Records contained in a dataset.
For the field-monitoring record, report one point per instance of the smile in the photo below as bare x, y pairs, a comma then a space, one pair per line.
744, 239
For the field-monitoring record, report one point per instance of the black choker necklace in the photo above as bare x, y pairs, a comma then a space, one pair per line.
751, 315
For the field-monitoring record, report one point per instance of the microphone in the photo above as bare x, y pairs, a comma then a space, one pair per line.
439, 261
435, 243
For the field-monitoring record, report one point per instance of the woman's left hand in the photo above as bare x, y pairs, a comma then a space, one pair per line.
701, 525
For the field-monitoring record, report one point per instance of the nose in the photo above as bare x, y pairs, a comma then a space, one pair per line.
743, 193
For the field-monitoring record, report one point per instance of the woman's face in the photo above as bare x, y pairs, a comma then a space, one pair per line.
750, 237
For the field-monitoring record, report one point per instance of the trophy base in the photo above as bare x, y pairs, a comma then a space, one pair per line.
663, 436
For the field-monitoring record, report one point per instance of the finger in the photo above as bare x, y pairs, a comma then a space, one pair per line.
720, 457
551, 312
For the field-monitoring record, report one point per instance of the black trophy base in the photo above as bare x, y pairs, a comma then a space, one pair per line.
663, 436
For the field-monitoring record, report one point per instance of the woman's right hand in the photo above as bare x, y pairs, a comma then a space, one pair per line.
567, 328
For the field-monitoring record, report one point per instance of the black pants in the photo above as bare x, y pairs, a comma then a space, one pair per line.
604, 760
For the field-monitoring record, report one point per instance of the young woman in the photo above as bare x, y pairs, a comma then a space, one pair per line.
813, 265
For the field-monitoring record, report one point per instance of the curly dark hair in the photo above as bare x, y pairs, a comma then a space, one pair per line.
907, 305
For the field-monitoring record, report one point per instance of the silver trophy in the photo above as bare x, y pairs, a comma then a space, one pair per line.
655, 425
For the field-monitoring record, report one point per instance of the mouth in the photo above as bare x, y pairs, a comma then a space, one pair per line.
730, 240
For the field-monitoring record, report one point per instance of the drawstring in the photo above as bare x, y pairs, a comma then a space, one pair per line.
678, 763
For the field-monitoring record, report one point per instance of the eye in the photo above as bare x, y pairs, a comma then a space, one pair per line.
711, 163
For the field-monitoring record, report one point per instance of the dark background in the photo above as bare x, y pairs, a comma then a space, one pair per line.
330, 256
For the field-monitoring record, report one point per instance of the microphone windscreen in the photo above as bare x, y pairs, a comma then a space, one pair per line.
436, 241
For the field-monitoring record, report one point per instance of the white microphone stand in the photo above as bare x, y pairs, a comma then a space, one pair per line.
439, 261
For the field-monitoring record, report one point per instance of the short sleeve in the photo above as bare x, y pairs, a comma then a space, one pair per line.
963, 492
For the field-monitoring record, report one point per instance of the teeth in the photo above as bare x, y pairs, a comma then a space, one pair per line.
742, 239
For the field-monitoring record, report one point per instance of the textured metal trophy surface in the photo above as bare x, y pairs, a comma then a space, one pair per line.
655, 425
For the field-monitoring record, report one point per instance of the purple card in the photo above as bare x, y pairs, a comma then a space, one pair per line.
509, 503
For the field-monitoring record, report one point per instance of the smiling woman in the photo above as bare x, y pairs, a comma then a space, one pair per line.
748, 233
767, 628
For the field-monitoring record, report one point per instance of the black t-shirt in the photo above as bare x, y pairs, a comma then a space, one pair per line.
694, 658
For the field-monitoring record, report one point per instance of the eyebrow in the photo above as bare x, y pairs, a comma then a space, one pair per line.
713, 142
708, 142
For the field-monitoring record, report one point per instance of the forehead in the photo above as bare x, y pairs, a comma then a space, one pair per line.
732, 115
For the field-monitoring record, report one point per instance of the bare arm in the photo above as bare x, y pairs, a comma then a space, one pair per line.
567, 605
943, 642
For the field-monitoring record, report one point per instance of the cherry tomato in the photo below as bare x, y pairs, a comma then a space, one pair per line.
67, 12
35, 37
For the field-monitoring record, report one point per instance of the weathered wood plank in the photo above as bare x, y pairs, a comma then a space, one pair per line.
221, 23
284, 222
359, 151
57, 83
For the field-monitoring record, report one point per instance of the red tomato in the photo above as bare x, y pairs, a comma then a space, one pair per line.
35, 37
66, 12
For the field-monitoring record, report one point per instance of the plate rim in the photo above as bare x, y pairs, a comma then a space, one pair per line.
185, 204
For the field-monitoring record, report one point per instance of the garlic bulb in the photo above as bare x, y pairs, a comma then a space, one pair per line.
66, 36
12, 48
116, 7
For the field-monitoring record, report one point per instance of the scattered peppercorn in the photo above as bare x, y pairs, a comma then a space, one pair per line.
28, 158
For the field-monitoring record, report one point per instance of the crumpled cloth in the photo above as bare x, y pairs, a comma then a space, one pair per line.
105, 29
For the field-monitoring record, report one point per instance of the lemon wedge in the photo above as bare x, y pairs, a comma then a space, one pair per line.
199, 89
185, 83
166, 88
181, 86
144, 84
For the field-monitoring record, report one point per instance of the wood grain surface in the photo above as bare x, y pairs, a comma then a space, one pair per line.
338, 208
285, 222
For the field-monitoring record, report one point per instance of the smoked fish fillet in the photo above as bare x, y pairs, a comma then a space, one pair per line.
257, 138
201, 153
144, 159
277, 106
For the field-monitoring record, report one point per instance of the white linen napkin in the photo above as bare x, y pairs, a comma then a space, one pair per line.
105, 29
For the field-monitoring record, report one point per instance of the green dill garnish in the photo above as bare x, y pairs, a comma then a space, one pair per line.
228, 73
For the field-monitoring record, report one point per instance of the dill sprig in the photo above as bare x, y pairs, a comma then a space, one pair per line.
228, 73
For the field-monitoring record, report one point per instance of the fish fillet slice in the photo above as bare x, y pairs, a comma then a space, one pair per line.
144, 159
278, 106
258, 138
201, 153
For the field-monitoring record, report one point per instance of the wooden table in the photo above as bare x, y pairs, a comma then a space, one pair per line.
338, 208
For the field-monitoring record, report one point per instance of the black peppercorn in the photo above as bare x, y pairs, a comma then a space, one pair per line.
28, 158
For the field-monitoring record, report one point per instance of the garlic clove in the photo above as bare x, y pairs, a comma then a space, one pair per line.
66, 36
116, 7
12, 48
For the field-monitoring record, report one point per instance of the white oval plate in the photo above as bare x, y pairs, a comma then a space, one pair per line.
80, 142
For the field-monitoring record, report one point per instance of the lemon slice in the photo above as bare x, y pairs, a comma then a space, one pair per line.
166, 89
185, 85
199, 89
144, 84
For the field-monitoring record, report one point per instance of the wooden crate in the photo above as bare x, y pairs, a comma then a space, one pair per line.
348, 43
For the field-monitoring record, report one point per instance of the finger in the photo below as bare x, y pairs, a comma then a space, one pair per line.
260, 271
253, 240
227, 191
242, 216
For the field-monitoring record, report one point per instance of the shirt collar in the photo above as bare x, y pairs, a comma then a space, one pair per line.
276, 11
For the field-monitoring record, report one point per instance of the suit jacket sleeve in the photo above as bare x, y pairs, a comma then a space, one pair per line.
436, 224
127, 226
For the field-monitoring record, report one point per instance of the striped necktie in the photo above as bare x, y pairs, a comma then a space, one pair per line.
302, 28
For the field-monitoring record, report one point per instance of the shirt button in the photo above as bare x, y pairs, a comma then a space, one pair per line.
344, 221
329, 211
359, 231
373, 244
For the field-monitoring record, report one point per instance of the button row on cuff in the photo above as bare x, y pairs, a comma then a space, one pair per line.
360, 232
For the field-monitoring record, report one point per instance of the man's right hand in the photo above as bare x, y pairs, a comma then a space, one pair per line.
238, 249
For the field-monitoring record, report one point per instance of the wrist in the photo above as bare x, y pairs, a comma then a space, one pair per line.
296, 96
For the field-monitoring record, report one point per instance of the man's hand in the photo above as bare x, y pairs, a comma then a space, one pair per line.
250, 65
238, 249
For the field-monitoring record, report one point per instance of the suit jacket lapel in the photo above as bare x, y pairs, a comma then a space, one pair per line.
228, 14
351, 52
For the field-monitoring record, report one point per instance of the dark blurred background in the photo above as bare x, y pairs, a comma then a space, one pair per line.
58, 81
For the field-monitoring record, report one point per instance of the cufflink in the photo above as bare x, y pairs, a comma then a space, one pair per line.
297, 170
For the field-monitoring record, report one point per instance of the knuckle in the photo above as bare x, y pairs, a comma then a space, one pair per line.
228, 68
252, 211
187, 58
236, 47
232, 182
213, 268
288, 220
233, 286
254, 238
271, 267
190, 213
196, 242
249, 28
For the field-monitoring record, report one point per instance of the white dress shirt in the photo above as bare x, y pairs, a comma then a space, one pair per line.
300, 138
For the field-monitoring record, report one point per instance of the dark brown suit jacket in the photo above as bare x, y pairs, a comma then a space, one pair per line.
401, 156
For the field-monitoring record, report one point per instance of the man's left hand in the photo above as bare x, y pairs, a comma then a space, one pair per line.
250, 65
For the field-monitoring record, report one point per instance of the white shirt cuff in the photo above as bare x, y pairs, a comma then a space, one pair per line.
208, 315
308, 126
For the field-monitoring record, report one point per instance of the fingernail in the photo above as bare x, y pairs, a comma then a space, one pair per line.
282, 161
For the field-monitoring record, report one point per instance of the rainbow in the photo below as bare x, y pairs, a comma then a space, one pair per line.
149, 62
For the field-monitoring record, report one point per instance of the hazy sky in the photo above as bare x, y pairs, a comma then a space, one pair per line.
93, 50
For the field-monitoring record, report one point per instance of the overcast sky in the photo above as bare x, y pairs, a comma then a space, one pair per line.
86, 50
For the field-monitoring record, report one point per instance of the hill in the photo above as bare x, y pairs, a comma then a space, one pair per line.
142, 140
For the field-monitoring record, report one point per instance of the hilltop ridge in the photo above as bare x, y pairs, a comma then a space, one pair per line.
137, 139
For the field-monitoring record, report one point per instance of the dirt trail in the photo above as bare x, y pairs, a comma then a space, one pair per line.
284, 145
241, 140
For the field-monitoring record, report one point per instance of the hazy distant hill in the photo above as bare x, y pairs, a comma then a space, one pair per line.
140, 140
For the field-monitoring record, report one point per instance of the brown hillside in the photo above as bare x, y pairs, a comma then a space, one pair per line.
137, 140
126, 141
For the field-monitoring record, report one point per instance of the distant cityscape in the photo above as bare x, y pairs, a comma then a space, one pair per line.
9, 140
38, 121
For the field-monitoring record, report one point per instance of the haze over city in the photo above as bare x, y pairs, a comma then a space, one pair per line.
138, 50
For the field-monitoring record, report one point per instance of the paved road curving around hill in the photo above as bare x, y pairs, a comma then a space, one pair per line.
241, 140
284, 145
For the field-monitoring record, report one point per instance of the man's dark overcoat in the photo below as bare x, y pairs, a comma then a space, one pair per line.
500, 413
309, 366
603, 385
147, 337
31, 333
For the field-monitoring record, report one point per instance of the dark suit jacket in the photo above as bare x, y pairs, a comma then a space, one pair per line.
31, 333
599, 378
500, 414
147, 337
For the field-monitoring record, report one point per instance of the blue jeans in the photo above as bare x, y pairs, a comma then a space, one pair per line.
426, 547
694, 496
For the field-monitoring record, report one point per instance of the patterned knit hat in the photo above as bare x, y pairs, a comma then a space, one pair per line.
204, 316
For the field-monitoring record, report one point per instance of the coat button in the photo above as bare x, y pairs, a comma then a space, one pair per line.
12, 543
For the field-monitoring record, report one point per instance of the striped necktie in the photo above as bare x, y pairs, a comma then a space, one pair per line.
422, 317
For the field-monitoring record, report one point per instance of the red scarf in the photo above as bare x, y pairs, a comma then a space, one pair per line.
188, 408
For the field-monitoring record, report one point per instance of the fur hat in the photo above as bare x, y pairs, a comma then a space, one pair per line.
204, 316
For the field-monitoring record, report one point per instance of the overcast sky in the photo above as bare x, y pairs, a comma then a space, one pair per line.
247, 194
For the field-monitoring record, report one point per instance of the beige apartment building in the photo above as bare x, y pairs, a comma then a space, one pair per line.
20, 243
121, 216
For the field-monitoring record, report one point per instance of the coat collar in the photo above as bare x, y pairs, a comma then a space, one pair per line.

What is needed. Extract, exactly as they appear, the lines from the one containing "of the patterned" through the final line.

Answer to this problem.
For the field-monitoring record, report one point per instance of the patterned knit hat in the photo above as bare x, y pairs, a comma then a space, one pair per line.
204, 316
For the field-monitoring record, report one point per instance of the coat button in the photo above as bare x, y pairs, a comma then a space, one pair per line.
12, 543
For the field-monitoring record, report one point per instance of the striped necktie in the photo above as bare x, y pairs, a comma then a space, one pair per line.
422, 317
For the field-monitoring record, report one point per instance of the red scarf in the photo above as bare x, y pairs, a comma then a space, one pair per line.
188, 408
For the field-monitoring record, report one point per instance of the fur hat in the photo above as bare x, y pairs, a comma then a space, one pair per line.
204, 316
For the field-monitoring record, report one point per instance of the overcast sky in the photo above as bare x, y pairs, a comma then a space, one pair per line.
247, 194
For the field-monitoring record, report one point per instance of the beige apartment building in the photo above as bare x, y pairs, a comma then a space, one pair per line.
20, 243
121, 216
For the field-monitoring record, report one point per instance of the coat collar in the photo above as bare x, y pairs, a comma then a space, one pair per line.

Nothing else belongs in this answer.